Stored dataset items.
—————

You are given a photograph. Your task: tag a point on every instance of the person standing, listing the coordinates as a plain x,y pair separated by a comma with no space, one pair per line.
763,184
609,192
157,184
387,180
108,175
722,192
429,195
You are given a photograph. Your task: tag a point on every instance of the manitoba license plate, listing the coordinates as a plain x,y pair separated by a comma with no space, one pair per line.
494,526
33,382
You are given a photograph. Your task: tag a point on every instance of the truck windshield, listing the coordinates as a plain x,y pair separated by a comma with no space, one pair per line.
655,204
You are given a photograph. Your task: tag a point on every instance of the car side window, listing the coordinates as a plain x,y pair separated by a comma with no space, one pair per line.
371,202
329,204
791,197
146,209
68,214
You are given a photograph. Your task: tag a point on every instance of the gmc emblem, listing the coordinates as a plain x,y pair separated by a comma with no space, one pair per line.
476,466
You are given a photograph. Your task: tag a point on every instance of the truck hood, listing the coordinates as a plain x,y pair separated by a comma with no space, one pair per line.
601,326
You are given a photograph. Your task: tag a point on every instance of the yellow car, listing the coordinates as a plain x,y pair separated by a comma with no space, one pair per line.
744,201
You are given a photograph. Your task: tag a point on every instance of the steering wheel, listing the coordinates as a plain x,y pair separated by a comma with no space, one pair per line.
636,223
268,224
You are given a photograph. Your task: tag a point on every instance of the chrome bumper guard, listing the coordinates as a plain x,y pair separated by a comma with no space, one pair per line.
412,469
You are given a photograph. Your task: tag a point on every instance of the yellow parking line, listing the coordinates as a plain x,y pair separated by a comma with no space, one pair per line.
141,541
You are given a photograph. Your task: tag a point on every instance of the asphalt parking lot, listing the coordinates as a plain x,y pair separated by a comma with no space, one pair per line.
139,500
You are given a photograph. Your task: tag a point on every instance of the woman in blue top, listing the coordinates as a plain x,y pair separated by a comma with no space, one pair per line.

—————

Put every line of the items above into a Markdown table with the columns "Row" and "Line", numbering the lines in order and leaving out any blank ones.

Task result.
| Row | Line |
|---|---|
| 1 | You are given a photograph. Your task: tag a point on every instance of the person standing, listing the coordinates as a plain x,y pair separated by a comma with no space, one pair per line. |
| 2 | 763,184 |
| 3 | 609,192 |
| 4 | 157,184 |
| 5 | 387,180 |
| 6 | 108,175 |
| 7 | 722,192 |
| 8 | 429,195 |
| 9 | You are given a photograph. Your task: tag a point on every instance of the manitoba license plate, listing the coordinates as a plain x,y pair separated by a comma with no space, one pair per line. |
| 10 | 494,526 |
| 11 | 33,382 |
| 12 | You are given a photograph. Your task: tag a point on every instance of the truck windshield, listing the coordinates as a plain x,y pair separated by a comma with no space, one pair per line. |
| 13 | 655,204 |
| 14 | You are given a photograph. Your task: tag a point on every instance of the car side window, listing the coordinates as a plain x,y pair separated by a comma with no space, one pair per line. |
| 15 | 371,202 |
| 16 | 329,204 |
| 17 | 791,197 |
| 18 | 146,209 |
| 19 | 68,214 |
| 20 | You are given a photograph. Your task: tag a point on every instance of the gmc emblem, listing the coordinates as a plain x,y pair separated by a comma with no space, one pair per line. |
| 21 | 476,466 |
| 22 | You are given a photograph. Your task: tag a point on every instance of the truck hood, listing the coordinates as a plain x,y pair separated by a comma with no space, one pair per line. |
| 23 | 601,326 |
| 24 | You are given a photograph. Your task: tag a point on every instance of the yellow car, listing the coordinates as a plain x,y pair separated by a comma with no space, one pair per line. |
| 25 | 744,201 |
| 26 | You are given a photograph. Your task: tag a point on every instance of the steering wheel, listing the coordinates as a plain x,y pair separated by a comma with no space, one pair per line. |
| 27 | 636,223 |
| 28 | 268,224 |
| 29 | You are given a photograph. Your task: tag a point on every instance of the chrome bumper guard, listing the coordinates as a plain x,y pair separated by a comma with no space, one pair per line. |
| 30 | 412,469 |
| 31 | You are given a photograph. Your task: tag a point on every instance of the yellow parking line, listing the coordinates as a plain x,y pair separated by a comma with no space, one pair per line. |
| 32 | 141,541 |
| 33 | You are given a photograph. Your task: tag a point on every instance of the asphalt parking lot, listing the coordinates as a plain x,y pair separated by a comma with no space, one pair per line. |
| 34 | 139,500 |
| 35 | You are given a photograph. Your task: tag a point on every instance of the woman in blue top, listing the coordinates as a plain x,y pair separated by a comma with no space, one pair per line. |